SOURCE EXTRACT Block Start

PREOPERATIVE DIAGNOSIS: Left sphenoid wing meningioma.
POSTOPERATIVE DIAGNOSIS: Left sphenoid wing meningioma.
NAME OF OPERATION: Left frontal temporal craniotomy and removal of
meningioma involving removal of the lesser wing of sphenoid at the
ESTIMATED BLOOD LOSS: 400 cc.
INTRAOPERATIVE FLUIDS: See anesthesia record.
SPECIMENS SENT TO LAB: Tissue sent to the laboratory for analysis.
INDICATIONS FOR OPERATION: This man had presented ten days ago with
seizures and was found to have a 6 x 5 x 5 cm left sphenoid wing
meningioma. In the course of his workup he was also found to have a
suspicious hilar lung mass and an adrenal mass. The rather large
meningioma was embolized yesterday in anticipation of surgery today.
OPERATIVE FINDINGS: Soft, gray, mildly hemorrhagic tumor arising from
the mid-portion of the lesser wing of the left sphenoid bone.

SOURCE EXTRACT Block End

WORK ORDER 1: Reproduce the passage of the operative report that opens with the words containing "INTRAOPERATIVE FLUIDS: See" and closes with "left sphenoid bone.".
WORK ORDER 2:
Answer these questions from the operative report:
(a) What was the estimated blood loss?
(b) What were the measurements of the meningioma when it was found?
(c) How would the tumor found during the operation be described?
WORK ORDER 3: According to the operative report, why was the meningioma embolized the day before the operation?
The data that follows is separate from the operative report above.

DATASET CONTENT Block Start

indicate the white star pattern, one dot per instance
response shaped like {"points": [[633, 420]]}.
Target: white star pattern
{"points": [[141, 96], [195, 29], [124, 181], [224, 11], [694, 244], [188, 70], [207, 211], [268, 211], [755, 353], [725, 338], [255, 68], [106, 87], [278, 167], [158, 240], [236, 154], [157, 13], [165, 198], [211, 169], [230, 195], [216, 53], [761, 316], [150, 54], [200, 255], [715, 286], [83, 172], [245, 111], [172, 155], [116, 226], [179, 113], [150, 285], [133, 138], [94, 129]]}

DATASET CONTENT Block End

WRITTEN SOLUTION 1:
INTRAOPERATIVE FLUIDS: See anesthesia record.
SPECIMENS SENT TO LAB: Tissue sent to the laboratory for analysis.
INDICATIONS FOR OPERATION: This man had presented ten days ago with
seizures and was found to have a 6 x 5 x 5 cm left sphenoid wing
meningioma. In the course of his workup he was also found to have a
suspicious hilar lung mass and an adrenal mass. The rather large
meningioma was embolized yesterday in anticipation of surgery today.
OPERATIVE FINDINGS: Soft, gray, mildly hemorrhagic tumor arising from
the mid-portion of the lesser wing of the left sphenoid bone.

WRITTEN SOLUTION 2:
(a) 400 cc.
(b) 6 x 5 x 5 cm.
(c) Soft, gray, and mildly hemorrhagic, arising from the mid-portion of the lesser wing of the left sphenoid bone.

WRITTEN SOLUTION 3: The rather large meningioma was embolized in anticipation of the surgery scheduled for the following day.